_Document segment:_
begin

Corn,
or maize, is native to the Americas. When the Spanish arrived and saw the plant,
they called it “corn,” which was the original English term for any cereal crop.
In North America, its meaning has been restricted since the 1800s to maize, as
it was shortened from “Indian corn.” The term Indian corn now refers
specifically to multi-colored "field corn" (flint corn) cultivars
(meaning selected and cultivated by humans).
Radiocarbon dating of maize
(corn) in the Americas has always centered on Mexico. In fact, “the earliest
physical evidence for domesticated maize, what some cultures call corn, dates
to 8,700 years ago” (6,700 B.C.), according to a 2009 news release from the
National Science Foundation.
According
to Dolorest Piperno (left) archaeologist and staff scientist of the
Smithsonian, "We found the remains of maize and squash in many contexts
from the earliest occupation levels," said the senior scientist and
curator of archaeobotany for the Smithsonian's Museum of Natural History in
Washington, D.C. This
report places maize domestication in Mexico about 1,500 years earlier than
previously documented there, which is 1,200 years earlier than the next
earliest dated evidence for maize in Panama, according to Anthony Ranere,
Department of Anthropology at Temple University in Philadelphia.
"This
indicates these two crops were being routinely consumed nearly 9,000 years ago,"
Piperno added. She also said that phytolith and starch grain evidence allowed
researchers to trace the dispersal of maize as a domesticated crop from its
origin in or around the Xihuatoxtla Shelter, located in the Rio
Balsas valley in the state of Guerrero, Mexico.
From there, according to the Smithsonian team, it reached Panama
by 7,600 years ago (5600 B.C.) and shortly thereafter to Colombia and Ecuador,
and to Uruguay by 4,600 years ago (2600 B.C) On the other hand, and evidently
unknown to the Smithsonian, researchers in South America have found evidence of
maize along the north coast of Peru dating to a much earlier date than 4,600
years ago—to a radiocarbon date of 7000 years ago, or 5000 B.C., while Piperno’s dates are dated
through “cal BP,” meaning calibrated years before the present, which sounds
official, but is based on dendrochronology (tree ring dates), since radiocarbon
dating has been found to have “wiggles” in it (that is, scientists are finally
acknowledging that the amount of carbon in the atmosphere, which is used to
create radiocarbon dates, has not been consistent over time).
By
way of further explanation, Before
Present (BP) years is a
time scale used mainly in geology and other scientific disciplines to specify
when events in the past occurred (above). Because the "present" time
changes, standard practice is to use 1 January 1950 as commencement date of the
age scale, reflecting the fact that radiocarbon dating became practicable in
the 1950s. The abbreviation "BP", with the same meaning, has also
been interpreted as "Before Physics"; that is, before nuclear weapons
testing artificially altered the proportion of the carbon isotopes in the atmosphere,
making dating after that time likely to be unreliable (it is interesting that
science, while recognizing that nuclear testing has effected the amount of
carbon in the atmosphere, that the Creation, Flood and crucifixion events are
ignored, each of which would have altered the amount of carbon-12 to carbon-14
in the atmosphere and skewed testing results).

end

_What the exercise asks:_
Reproduce verbatim the stretch of the maize origins passage from "Radiocarbon dating of" through "National Science Foundation.". Rely only on the passage about maize origins, with no outside sources.

_Raw records:_
begin

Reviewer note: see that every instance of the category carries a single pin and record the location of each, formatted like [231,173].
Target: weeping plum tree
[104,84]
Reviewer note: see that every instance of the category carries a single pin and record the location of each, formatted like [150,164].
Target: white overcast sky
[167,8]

end
begin

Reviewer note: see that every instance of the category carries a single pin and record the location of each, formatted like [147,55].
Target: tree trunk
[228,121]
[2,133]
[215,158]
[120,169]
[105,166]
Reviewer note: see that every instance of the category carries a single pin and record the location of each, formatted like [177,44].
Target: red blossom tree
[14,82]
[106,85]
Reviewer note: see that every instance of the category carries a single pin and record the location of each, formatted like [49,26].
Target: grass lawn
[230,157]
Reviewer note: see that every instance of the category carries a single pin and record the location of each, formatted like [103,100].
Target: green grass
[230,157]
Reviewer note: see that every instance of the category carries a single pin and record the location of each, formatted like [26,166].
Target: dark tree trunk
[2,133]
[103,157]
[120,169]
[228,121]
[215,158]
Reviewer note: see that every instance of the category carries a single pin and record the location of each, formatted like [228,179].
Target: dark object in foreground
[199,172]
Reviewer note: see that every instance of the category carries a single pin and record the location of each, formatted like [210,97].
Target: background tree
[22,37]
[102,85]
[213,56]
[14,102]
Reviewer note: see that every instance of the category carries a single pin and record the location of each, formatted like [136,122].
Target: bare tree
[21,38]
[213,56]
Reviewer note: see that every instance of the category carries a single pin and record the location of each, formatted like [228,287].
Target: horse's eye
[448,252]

end
begin

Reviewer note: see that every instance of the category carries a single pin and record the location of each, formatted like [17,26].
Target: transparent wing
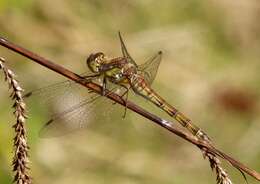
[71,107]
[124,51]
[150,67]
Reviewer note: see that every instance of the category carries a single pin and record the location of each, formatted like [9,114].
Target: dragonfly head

end

_Result of this task:_
Radiocarbon dating of maize
(corn) in the Americas has always centered on Mexico. In fact, “the earliest
physical evidence for domesticated maize, what some cultures call corn, dates
to 8,700 years ago” (6,700 B.C.), according to a 2009 news release from the
National Science Foundation.